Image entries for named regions

⁂

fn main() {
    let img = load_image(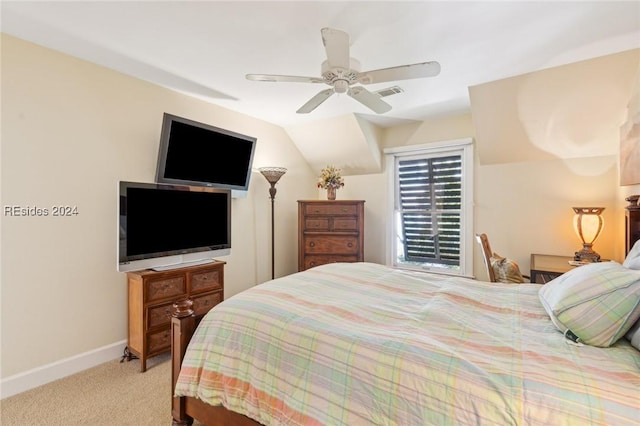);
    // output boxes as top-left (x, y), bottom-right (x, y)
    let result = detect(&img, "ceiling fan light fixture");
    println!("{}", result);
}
top-left (333, 80), bottom-right (349, 93)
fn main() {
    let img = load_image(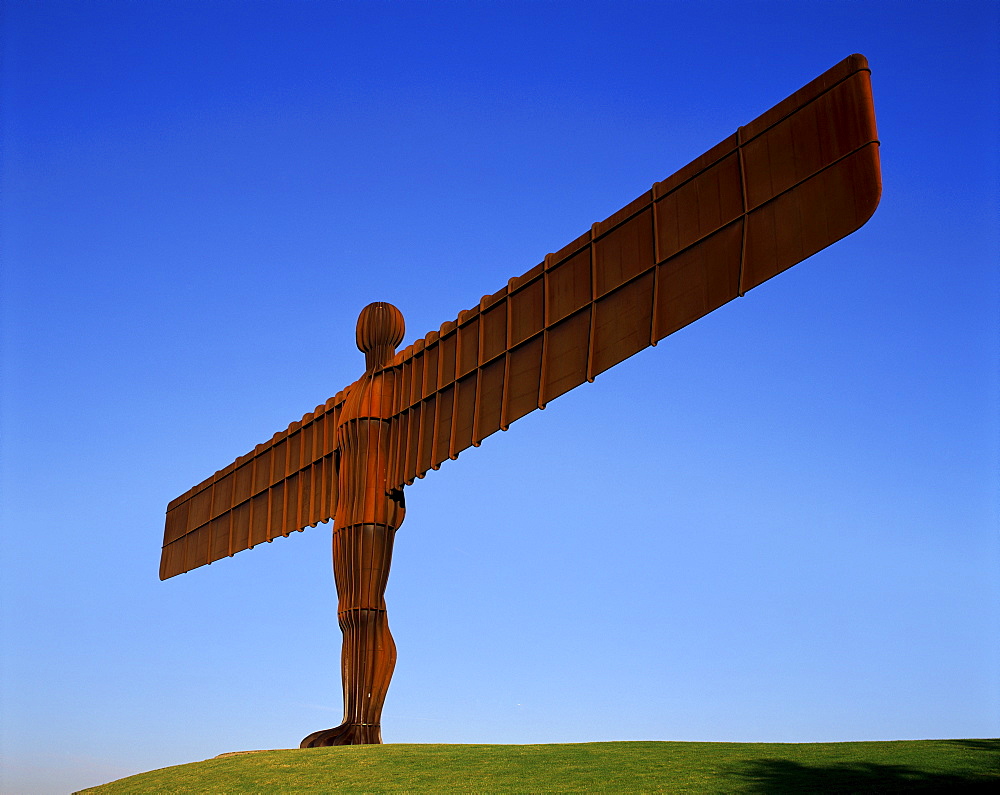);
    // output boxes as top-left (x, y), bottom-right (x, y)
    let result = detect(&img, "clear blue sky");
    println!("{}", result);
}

⁂

» WRITTEN TASK:
Report each line of the rows above that contains the string "detect".

» SOLVED PROBLEM:
    let result = detect(&img, "ceiling fan light fixture");
    let result = detect(&img, "clear blue sky");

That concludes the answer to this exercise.